*Task instructions*
For the records that follow, please set down exactly the lines between the one holding "Target: tree" and the one holding "Target: concrete support column", inclusive, and only those.

*Entries supplied*
# # # #
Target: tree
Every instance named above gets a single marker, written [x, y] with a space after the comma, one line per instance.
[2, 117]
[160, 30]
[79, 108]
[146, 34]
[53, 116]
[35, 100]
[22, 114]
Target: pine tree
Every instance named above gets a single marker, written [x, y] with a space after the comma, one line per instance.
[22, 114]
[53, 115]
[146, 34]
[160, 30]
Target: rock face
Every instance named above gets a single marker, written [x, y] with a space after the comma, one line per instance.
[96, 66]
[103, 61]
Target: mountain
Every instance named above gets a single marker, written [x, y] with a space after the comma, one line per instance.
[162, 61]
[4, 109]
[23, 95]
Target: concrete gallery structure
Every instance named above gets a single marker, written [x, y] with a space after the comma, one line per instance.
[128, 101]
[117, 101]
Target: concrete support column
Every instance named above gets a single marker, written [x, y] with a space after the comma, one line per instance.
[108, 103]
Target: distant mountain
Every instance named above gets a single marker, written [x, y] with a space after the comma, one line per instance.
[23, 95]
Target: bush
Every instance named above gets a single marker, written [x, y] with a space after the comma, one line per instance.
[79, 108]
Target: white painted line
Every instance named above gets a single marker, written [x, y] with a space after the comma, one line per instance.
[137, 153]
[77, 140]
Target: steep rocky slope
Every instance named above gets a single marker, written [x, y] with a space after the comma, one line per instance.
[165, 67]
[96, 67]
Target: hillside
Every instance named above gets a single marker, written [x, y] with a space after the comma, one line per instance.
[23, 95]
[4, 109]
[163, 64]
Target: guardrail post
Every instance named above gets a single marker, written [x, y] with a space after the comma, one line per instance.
# # # #
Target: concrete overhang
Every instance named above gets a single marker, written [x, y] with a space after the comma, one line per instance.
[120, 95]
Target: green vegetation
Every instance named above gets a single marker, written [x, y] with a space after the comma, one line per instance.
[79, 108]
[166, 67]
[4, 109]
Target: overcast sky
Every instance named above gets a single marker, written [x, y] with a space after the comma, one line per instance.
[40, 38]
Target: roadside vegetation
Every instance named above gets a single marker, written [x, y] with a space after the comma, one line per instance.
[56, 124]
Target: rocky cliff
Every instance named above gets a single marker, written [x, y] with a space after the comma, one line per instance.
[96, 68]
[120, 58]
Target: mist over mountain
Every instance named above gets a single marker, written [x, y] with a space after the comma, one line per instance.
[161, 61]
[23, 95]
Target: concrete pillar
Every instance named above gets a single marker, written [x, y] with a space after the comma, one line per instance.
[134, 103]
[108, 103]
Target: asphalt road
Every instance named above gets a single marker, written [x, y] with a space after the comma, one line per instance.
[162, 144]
# # # #
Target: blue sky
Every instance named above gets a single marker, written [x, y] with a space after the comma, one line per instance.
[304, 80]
# # # #
*Task solution*
Target: tree
Every instance named above gets a single marker, written [x, y] with a space after the comma, one line per instance.
[2, 117]
[160, 30]
[79, 108]
[146, 34]
[53, 116]
[35, 100]
[22, 114]
Target: pine tree
Every instance named above gets a single marker, written [x, y] with a space after the comma, one line per instance.
[22, 114]
[53, 115]
[146, 34]
[160, 30]
Target: rock face
Every instance named above gets a single marker, written [x, y] with a space after the comma, one line per instance.
[96, 66]
[103, 61]
Target: mountain
Every instance named above gets a single marker, written [x, y] with a space after the comma, one line per instance.
[162, 61]
[4, 109]
[23, 95]
Target: concrete gallery structure
Every instance named above gets a single marker, written [x, y] with a space after the comma, one line per instance.
[128, 101]
[117, 101]
Target: concrete support column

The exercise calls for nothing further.